_Problem description_
Quote the whole listing word for word. Do not include the pictures.

_Supplied entries_
───

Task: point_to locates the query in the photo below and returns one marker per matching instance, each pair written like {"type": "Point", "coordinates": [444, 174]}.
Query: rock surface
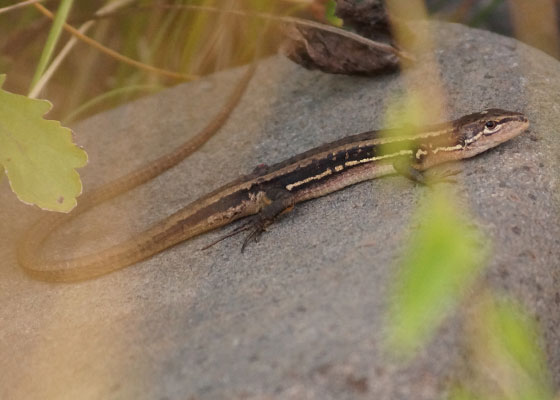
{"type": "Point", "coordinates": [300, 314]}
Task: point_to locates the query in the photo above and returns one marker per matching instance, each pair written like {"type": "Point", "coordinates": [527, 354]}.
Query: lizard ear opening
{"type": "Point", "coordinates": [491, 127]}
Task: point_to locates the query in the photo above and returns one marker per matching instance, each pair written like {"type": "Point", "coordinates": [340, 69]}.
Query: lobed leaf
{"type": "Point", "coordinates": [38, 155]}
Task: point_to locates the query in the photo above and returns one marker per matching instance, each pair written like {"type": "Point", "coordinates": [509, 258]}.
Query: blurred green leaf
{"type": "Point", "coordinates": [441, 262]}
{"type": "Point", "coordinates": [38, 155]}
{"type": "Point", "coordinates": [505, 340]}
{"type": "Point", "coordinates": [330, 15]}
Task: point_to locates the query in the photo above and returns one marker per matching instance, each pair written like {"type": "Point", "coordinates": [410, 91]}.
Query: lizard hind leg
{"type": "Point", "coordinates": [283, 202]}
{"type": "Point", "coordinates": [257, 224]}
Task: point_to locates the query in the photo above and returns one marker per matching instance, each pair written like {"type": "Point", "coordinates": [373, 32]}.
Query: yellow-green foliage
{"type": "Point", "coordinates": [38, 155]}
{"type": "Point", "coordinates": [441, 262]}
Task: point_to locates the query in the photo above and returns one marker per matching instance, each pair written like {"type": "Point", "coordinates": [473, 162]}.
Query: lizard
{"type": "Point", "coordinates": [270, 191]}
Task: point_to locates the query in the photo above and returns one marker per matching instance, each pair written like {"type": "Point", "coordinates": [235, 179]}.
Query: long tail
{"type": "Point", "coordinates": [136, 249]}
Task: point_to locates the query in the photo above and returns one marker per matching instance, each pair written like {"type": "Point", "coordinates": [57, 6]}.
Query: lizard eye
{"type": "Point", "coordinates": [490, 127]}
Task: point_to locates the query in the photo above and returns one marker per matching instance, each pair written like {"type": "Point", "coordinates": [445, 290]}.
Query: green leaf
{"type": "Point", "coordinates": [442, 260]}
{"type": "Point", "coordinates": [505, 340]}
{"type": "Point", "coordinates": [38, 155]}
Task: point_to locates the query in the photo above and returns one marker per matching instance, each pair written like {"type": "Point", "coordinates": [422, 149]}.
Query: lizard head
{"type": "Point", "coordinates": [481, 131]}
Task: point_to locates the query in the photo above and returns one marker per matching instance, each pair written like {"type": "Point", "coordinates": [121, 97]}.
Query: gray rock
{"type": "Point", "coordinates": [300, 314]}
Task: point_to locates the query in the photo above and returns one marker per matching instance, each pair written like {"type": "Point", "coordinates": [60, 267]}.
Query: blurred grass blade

───

_Output for this exercise_
Task: point_to locates the query in the photo below and returns one marker per matching instance, each pair written like {"type": "Point", "coordinates": [444, 174]}.
Query: rock surface
{"type": "Point", "coordinates": [300, 314]}
Task: point_to locates the query in the photo above and returns one marker per matching instance, each pair written like {"type": "Point", "coordinates": [527, 354]}.
Query: lizard ear opening
{"type": "Point", "coordinates": [491, 127]}
Task: point_to locates the query in the photo above and returns one marker per matching instance, each pair written like {"type": "Point", "coordinates": [340, 69]}.
Query: lobed leaf
{"type": "Point", "coordinates": [38, 155]}
Task: point_to locates the query in the photo above and returns one marker per matching instance, each pair written like {"type": "Point", "coordinates": [509, 258]}.
Query: blurred green leaf
{"type": "Point", "coordinates": [441, 262]}
{"type": "Point", "coordinates": [38, 155]}
{"type": "Point", "coordinates": [505, 340]}
{"type": "Point", "coordinates": [330, 15]}
Task: point_to locates the query in the photo above and returns one marker per matching instance, each pair written like {"type": "Point", "coordinates": [410, 91]}.
Query: lizard hind leg
{"type": "Point", "coordinates": [283, 202]}
{"type": "Point", "coordinates": [257, 224]}
Task: point_to locates the query in the photo above and returns one marker per matching instance, each pair written like {"type": "Point", "coordinates": [373, 32]}.
Query: yellow-green foliage
{"type": "Point", "coordinates": [38, 155]}
{"type": "Point", "coordinates": [441, 262]}
Task: point_to locates the query in the photo above and returns one marker per matching instance, each pair written like {"type": "Point", "coordinates": [473, 162]}.
Query: lizard
{"type": "Point", "coordinates": [270, 191]}
Task: point_to locates the query in the photo above and returns one marker per matching instance, each pair written like {"type": "Point", "coordinates": [235, 179]}.
Query: long tail
{"type": "Point", "coordinates": [136, 249]}
Task: point_to locates the query in the photo above and returns one marker per matching instance, each pair written like {"type": "Point", "coordinates": [57, 6]}.
Query: lizard eye
{"type": "Point", "coordinates": [490, 127]}
Task: point_to locates the query in the photo above and returns one marker per matching instance, each pair written like {"type": "Point", "coordinates": [445, 290]}.
Query: green leaf
{"type": "Point", "coordinates": [442, 260]}
{"type": "Point", "coordinates": [505, 340]}
{"type": "Point", "coordinates": [38, 155]}
Task: point_to locates the query in the photo above and returns one marker per matching instance, each pair written like {"type": "Point", "coordinates": [422, 149]}.
Query: lizard head
{"type": "Point", "coordinates": [481, 131]}
Task: point_to locates the query in the photo above and returns one marker per matching instance, each pair written like {"type": "Point", "coordinates": [121, 97]}.
Query: gray rock
{"type": "Point", "coordinates": [300, 314]}
Task: point_to locates the query in the photo above and returns one marker per matching instance, each pair written like {"type": "Point", "coordinates": [60, 267]}.
Query: blurred grass blade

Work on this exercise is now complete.